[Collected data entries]
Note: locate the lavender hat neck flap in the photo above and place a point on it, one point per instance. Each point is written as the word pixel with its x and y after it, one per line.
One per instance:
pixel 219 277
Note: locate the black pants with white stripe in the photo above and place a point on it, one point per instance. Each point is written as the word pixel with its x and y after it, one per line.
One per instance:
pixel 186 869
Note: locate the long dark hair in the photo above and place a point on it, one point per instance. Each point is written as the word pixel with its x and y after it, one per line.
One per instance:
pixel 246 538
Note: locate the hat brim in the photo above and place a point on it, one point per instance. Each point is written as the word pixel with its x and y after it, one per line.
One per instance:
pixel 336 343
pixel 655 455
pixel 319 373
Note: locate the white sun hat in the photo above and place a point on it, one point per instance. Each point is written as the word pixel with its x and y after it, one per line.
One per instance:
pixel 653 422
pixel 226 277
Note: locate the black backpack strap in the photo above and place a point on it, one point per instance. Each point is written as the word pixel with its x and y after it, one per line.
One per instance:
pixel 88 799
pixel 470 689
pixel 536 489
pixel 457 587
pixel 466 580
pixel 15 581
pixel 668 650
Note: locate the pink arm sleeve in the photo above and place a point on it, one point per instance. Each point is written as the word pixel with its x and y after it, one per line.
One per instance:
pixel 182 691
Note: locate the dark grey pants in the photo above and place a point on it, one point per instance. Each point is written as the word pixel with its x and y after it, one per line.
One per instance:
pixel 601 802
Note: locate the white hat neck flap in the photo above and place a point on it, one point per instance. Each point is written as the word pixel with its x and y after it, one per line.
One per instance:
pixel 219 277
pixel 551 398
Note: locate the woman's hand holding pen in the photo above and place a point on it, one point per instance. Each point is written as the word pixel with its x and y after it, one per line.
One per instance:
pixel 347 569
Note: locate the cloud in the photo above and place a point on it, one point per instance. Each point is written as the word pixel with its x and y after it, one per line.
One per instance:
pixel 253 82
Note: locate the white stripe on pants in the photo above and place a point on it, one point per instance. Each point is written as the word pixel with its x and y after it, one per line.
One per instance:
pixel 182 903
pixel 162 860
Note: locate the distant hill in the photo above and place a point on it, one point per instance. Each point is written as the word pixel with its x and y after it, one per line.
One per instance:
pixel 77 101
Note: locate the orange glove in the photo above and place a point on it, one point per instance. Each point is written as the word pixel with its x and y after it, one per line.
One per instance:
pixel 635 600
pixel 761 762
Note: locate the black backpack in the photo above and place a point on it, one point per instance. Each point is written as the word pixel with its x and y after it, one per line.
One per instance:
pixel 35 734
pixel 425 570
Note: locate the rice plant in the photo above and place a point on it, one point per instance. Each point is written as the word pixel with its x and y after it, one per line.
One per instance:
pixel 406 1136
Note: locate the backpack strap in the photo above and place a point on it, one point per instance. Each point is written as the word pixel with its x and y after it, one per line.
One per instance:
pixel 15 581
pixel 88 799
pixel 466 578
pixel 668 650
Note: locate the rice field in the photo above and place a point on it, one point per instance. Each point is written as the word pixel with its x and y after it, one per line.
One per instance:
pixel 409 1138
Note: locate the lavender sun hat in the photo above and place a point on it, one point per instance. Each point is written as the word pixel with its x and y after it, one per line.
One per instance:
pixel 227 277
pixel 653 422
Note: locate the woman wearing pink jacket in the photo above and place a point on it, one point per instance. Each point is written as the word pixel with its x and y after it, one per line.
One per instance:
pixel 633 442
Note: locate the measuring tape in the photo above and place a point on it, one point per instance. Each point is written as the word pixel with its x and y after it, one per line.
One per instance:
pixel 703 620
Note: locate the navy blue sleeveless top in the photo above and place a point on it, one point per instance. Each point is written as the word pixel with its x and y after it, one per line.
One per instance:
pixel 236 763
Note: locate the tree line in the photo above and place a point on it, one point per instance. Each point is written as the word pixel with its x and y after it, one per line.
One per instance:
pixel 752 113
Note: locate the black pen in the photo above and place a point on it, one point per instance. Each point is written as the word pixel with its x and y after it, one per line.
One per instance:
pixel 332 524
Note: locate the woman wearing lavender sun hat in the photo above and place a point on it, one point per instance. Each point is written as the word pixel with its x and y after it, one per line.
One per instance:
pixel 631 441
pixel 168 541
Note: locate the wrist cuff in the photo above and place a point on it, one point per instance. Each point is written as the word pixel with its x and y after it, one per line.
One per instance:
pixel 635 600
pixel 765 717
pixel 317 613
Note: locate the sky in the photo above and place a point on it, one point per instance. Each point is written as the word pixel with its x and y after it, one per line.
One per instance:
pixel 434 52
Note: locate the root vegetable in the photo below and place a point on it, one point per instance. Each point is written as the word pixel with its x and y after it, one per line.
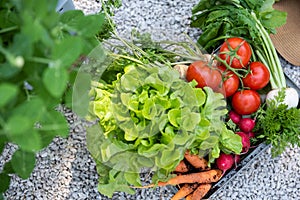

--- Task to complete ---
Your reply should restate every entry exactly, with the pictures left out.

--- Answer space ---
Note: locate the lavender hat neck flap in the photo above and place a point on it, one point per instance. Each point is written as the word pixel with its x and y after it, one per line.
One per instance:
pixel 219 277
Note: locate the black pants with white stripe in the photo above and place a point on it, one point per instance. Each point is written as the word pixel with its x and y after it, one per line.
One per instance:
pixel 186 869
Note: locate the long dark hair in the photo above and place a point on it, one point per instance. Each point is written as the word pixel with its x and y after it, one per line.
One per instance:
pixel 246 538
Note: locate the hat brim in the photo above and place a point on it, one point per instance. Each point is written as the word pixel with its x and y after it, one per line.
One per instance:
pixel 336 343
pixel 655 455
pixel 319 373
Note: locate the white sun hat in the photo above and place a point on it, one point per instance. Each point is written as the word pixel with its x and y after it, one per line.
One per instance:
pixel 653 422
pixel 226 277
Note: locate the black backpack strap in the photo above and place a point on it, one point per instance. Each point is written as the word pixel with its x and y after it, one per line.
One per instance:
pixel 88 799
pixel 470 689
pixel 536 489
pixel 457 587
pixel 466 580
pixel 15 581
pixel 668 650
Note: locate the pink arm sleeve in the photo above and place a point on it, one point per instance. Each point is written as the word pixel with its x and y after it, one per line.
One per instance:
pixel 182 691
Note: locate the dark grey pants in the photo above and place a point on it, one point per instance. Each point is written as the word pixel with its x and y after it, one per line.
One per instance:
pixel 601 802
Note: locate the white hat neck flap in the photo above and place a point on it, one point per instance. Each point is written as the word pixel with its x and y after it, one per line.
One per instance:
pixel 219 277
pixel 551 398
Note: locate the woman's hand holding pen in the photo above and place a point on it, one point per instance. Each point is written as the word pixel with its x and y after it, one per line.
One per instance:
pixel 347 569
Note: locate the cloud in the photo above and place a point on it, one point per instance. Each point is written as the word pixel with its x and y after it, one per line.
One per instance:
pixel 253 82
Note: locate the white stripe on pants in the photo above and place a point on it, one point per instance. Each point is written as the word pixel with its x and y after it, one per line.
One per instance:
pixel 182 903
pixel 162 860
Note: locate the distant hill in the photo above and place a point on it, one point per instance. Each point is written as the word pixel with its x and y after it, one per line.
One per instance:
pixel 77 101
Note: locate the orange glove in the photo above and place a point on it, one point per instance. Each point is written as the word pixel with its x and y after it, one per line.
One per instance:
pixel 635 600
pixel 761 762
Note: locate the black backpack in the photo above and place a point on it, one point per instance. Each point is written as the word pixel with its x and y after it, one per line.
One per instance:
pixel 35 734
pixel 425 570
Note: locate the rice plant in the photo above and place a point on it, one point per instance. Each point is written as the word pixel with its x and y after it, one per line.
One per instance:
pixel 406 1136
Note: locate the backpack strap in the photo above and place a point on it, one point per instance. Each point is written as the word pixel with its x and y after it, one per line.
One per instance:
pixel 15 581
pixel 88 799
pixel 466 578
pixel 668 650
Note: locate the rice field in the photo above and place a point on it, one point per instance. Each point is written as the word pixel with its x and y after it, one per line.
One per instance:
pixel 409 1138
Note: locate the lavender sun hat in the photo above and place a point on it, one point per instance. Each point is written as the word pixel with its x and y after it, one per line.
One per instance:
pixel 227 277
pixel 653 422
Note: locate the woman wearing pink jacket in the photo above and place a point on it, one point per instance. Each point is written as the word pixel with its x and y after it, one per line.
One per instance:
pixel 633 442
Note: locate the measuring tape in the photo above and place a point on it, one point per instance. Each point is written as the word pixel with its x and y after it, one per line.
One per instance:
pixel 703 620
Note: locate the navy blue sleeveless top in the photo above and place a point on it, one point per instance. Each point is written as the word pixel with its x and y after it, one per line.
One per instance:
pixel 236 763
Note: locate the tree line in the photo above and place a point on it, one point per instance. Each point is written as the word pixel with its x and y after it, one per line.
One per instance:
pixel 752 113
Note: locate the black pen in the photo above and place a point on it, one point per instance. Each point is written as the word pixel with its x and y after it, one per line.
One per instance:
pixel 332 524
Note: locate the woman wearing lavender sun hat in the photo above and place a point on it, one point per instance. Each point is written as the word pixel with its x and y after it, one per line.
One per instance:
pixel 631 441
pixel 168 541
Note: locate the wrist cuff in the photo above and place a point on it, one point per instance. Each point is written as the word pixel with its x and y after it, one per line.
One per instance:
pixel 635 600
pixel 765 717
pixel 317 613
Note: locate the sky in the photo above and place a point on it, one point per instance. Each point is written as the word pixel with its x and y after it, one per line.
One per instance:
pixel 434 52
Note: locate the root vegetable in the photo below and place a point on it, one point per instance. Each point is written as the word pixel with its x and y after it, one per line.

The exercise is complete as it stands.